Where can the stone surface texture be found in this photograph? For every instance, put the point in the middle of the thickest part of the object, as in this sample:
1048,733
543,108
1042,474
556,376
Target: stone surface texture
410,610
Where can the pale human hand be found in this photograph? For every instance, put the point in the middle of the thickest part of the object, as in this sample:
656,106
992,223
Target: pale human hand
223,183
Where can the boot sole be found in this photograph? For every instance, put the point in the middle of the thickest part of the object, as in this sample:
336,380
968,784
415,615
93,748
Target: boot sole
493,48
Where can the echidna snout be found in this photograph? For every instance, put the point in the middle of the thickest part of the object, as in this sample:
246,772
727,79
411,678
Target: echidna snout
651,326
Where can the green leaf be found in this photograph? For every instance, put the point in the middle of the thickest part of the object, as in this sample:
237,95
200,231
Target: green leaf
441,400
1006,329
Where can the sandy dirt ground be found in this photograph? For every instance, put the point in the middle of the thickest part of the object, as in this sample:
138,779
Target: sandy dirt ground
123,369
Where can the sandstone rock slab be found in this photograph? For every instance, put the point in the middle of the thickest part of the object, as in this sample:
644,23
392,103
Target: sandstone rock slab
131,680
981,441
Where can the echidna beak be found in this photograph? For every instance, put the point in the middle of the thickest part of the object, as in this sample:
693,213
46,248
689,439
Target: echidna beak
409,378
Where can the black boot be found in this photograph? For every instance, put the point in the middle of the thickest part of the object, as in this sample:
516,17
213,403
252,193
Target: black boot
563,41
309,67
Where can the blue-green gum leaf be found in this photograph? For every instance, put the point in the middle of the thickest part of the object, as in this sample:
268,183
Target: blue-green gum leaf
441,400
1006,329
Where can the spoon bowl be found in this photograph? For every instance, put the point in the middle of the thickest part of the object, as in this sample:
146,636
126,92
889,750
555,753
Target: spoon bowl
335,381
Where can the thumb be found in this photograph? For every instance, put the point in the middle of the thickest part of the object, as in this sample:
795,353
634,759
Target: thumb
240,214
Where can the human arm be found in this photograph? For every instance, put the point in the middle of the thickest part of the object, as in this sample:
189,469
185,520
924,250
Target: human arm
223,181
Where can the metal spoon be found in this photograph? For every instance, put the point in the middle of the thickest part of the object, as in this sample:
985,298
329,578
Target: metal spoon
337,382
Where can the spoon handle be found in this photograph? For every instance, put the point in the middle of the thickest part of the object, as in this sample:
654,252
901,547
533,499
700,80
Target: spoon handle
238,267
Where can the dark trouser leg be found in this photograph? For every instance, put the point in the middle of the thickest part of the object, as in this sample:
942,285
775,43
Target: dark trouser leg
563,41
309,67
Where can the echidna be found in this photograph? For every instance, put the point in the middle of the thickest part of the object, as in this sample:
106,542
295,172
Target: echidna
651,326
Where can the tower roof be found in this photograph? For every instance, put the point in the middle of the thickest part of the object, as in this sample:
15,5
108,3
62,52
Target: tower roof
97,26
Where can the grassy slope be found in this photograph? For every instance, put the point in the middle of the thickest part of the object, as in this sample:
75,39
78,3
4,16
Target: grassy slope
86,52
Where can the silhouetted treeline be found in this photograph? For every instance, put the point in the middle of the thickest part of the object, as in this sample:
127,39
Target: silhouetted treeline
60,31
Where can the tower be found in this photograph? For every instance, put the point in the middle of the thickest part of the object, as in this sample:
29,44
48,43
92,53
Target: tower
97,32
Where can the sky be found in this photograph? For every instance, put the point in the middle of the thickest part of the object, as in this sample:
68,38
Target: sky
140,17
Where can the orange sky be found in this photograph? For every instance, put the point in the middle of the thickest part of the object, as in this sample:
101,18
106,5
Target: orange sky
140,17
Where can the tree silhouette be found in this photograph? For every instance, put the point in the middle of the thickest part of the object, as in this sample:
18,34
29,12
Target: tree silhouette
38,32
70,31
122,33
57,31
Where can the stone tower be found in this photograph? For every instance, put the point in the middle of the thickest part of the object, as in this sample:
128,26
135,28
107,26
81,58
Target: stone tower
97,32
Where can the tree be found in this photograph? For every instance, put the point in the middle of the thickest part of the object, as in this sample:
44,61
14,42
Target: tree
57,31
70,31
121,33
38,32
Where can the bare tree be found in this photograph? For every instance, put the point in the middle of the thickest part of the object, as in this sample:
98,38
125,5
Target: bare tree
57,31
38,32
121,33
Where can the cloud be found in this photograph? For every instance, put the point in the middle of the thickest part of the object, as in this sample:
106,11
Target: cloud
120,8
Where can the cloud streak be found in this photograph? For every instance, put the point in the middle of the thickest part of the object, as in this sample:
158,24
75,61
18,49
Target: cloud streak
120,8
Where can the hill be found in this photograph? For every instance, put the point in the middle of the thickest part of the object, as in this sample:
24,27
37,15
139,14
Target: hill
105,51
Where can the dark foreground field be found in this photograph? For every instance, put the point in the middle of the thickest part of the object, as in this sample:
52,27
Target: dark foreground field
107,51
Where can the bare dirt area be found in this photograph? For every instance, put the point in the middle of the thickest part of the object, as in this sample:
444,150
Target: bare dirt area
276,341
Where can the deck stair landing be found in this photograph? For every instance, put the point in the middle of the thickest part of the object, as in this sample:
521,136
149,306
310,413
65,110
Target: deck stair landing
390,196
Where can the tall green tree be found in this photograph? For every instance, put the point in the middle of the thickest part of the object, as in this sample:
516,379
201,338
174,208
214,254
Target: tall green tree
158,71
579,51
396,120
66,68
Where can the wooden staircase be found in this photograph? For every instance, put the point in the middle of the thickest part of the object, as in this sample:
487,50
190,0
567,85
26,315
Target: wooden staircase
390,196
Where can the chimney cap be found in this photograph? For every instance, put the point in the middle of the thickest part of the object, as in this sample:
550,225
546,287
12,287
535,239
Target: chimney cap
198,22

==*==

(Task statement): Using the data above, return each line exactly as written.

(Solution below):
Where can the stone surface texture be found in this photograph? For every instance, put the point in the middle of the thickest part of the object, as in this sample:
1048,733
543,108
1042,474
556,376
Target: stone surface texture
410,610
Where can the pale human hand be found in this photograph? For every instance, put the point in the middle of the thickest part of the object, as in this sample:
656,106
992,223
Target: pale human hand
223,183
Where can the boot sole be found in this photograph? For every instance, put the point in the middle of the thickest part of the object, as in this sample:
336,380
968,784
415,615
93,748
Target: boot sole
493,48
Where can the echidna snout be found in this photograph? For every instance, put the point in the middle of the thickest part of the object, as in this sample:
246,772
727,79
411,678
Target: echidna snout
651,326
Where can the green leaf be found in this photograph? For every instance, put the point in the middle of the thickest part of the object, as in this sample:
237,95
200,231
Target: green leaf
441,400
1006,329
Where can the sandy dirt ground be found in this photograph? For every instance, put the point in the middle of the thickest part of the object, as in this sample:
138,779
Target: sandy dirt ground
123,369
Where can the sandstone rock slab be found in this photograph? For every instance, put the point in the middle of the thickest part of the object, as in this sample:
644,23
392,103
Target: sandstone rock slab
131,680
981,441
Where can the echidna beak be found in this photograph? For every instance, put the point in the middle of the thickest part of the object, as in this sample:
693,213
46,248
689,439
Target: echidna beak
409,378
Where can the black boot be found in this photograph? For every instance, put the point in the middle of the thickest part of the object, as in this sample:
516,17
213,403
252,193
Target: black boot
563,41
309,67
Where can the blue-green gum leaf be found in this photograph? For every instance, put the point in the middle of the thickest part of the object, as in this sample:
268,183
Target: blue-green gum leaf
441,400
1006,329
Where can the spoon bowl be found in this photograph? For every instance, put the point in the middle of the thickest part of the object, as in this sample:
146,636
126,92
889,750
555,753
Target: spoon bowl
335,381
Where can the thumb be found in this photograph? For every instance, put the point in the middle of the thickest part of the object, as in this sample:
795,353
634,759
Target: thumb
240,214
Where can the human arm be found in this photograph? For every instance, put the point in the middle of the thickest part of the object, as in this sample:
189,469
185,520
924,250
Target: human arm
223,181
Where can the metal spoon be found in this photograph? For every instance, put the point in the middle of the thickest part of the object, as in this sample:
985,298
329,578
Target: metal spoon
337,382
Where can the spoon handle be found in this photograph? For every instance, put the point in the middle of the thickest part of the object, as in this sample:
654,252
901,547
533,499
700,80
Target: spoon handle
238,267
Where can the dark trouser leg be found in this photograph? For every instance, put the point in the middle of the thickest part of the object, as in this sample:
942,285
775,43
Target: dark trouser leg
563,41
309,67
Where can the echidna be found in this photograph? For every instance, put the point in the middle of the thickest part of the object, as in this sample:
106,542
295,172
Target: echidna
651,326
Where can the tower roof be found in this photograph? For every instance, put the point in the middle of the thickest part of the object, as in this sample:
15,5
108,3
62,52
Target: tower roof
97,26
Where can the grassy slope be found in this photograph? For every instance, put the point in the middle of the thickest part of the object, as in this sample:
75,39
78,3
4,16
Target: grassy slope
86,52
Where can the silhouetted treeline be found in this photograph? For every instance, put the point in the middle of the thickest part of the object, as in this sample:
127,39
Target: silhouetted treeline
60,31
Where can the tower be found in this photograph? For every instance, put the point in the middle of the thickest part of the object, as in this sample:
29,44
48,43
92,53
Target: tower
97,32
Where can the sky be found in this photograph? For every instance, put the point in the middle of the thickest part of the object, as in this sample:
68,38
Target: sky
140,17
Where can the orange sky be found in this photograph? For every instance, put the point in the middle of the thickest part of the object, as in this sample:
101,18
106,5
Target: orange sky
140,17
Where can the tree silhouette be found in this photograph? For every instance, put the point in the middle of the thickest part of the object, as in this sample:
18,34
29,12
Target: tree silhouette
38,32
70,31
122,33
57,31
Where can the stone tower be found in this photograph? For every instance, put the point in the middle of the thickest part of the object, as in this sample:
128,26
135,28
107,26
81,58
Target: stone tower
97,32
Where can the tree be found in this photograph? For every instance, put the point in the middle of the thickest part of the object, as in this sample:
44,61
14,42
Target: tree
57,31
70,31
121,33
38,32
Where can the bare tree be found in this photograph? For every instance, put the point in the middle of the thickest part of the object, as in this sample:
98,38
125,5
Target: bare tree
57,31
38,32
121,33
Where can the cloud be found in this photograph? For every instance, put the point in the middle of the thickest part of the object, as in this sample:
106,11
Target: cloud
120,8
Where can the cloud streak be found in this photograph? For every instance, put the point in the middle of the thickest part of the object, as in this sample:
158,24
75,61
18,49
Target: cloud streak
120,8
Where can the hill be found in this photograph? For every instance, put the point in the middle of the thickest part of the object, as in this sample:
24,27
37,15
139,14
Target: hill
105,51
Where can the dark foreground field be found in this photograph? For every instance, put the point in the middle of the thickest part of the object, as in this sample:
52,27
Target: dark foreground field
107,51
Where can the bare dirt area be found in this photograph? For every instance, put the point in the middle of the thickest part of the object, as in this sample:
444,150
Target: bare dirt area
276,341
Where can the deck stair landing be found in this photograph? For every instance, put the point in the middle of the thickest part of the object, as in this sample:
521,136
149,306
310,413
65,110
Target: deck stair landing
390,196
Where can the tall green tree be found in this photograph? For every instance, put the point in the middle of the thickest part of the object, as in this sample:
516,379
201,338
174,208
214,254
Target: tall green tree
158,71
579,51
396,120
66,68
Where can the wooden staircase be found in this photograph? For every instance, put the point in the middle of the thickest part of the object, as in this sample:
487,50
190,0
567,85
26,315
Target: wooden staircase
390,196
Where can the chimney cap be found in this photograph? For every instance, put the point in the middle of the thickest part of the object, as in this sample:
550,225
546,287
12,287
535,239
Target: chimney cap
198,22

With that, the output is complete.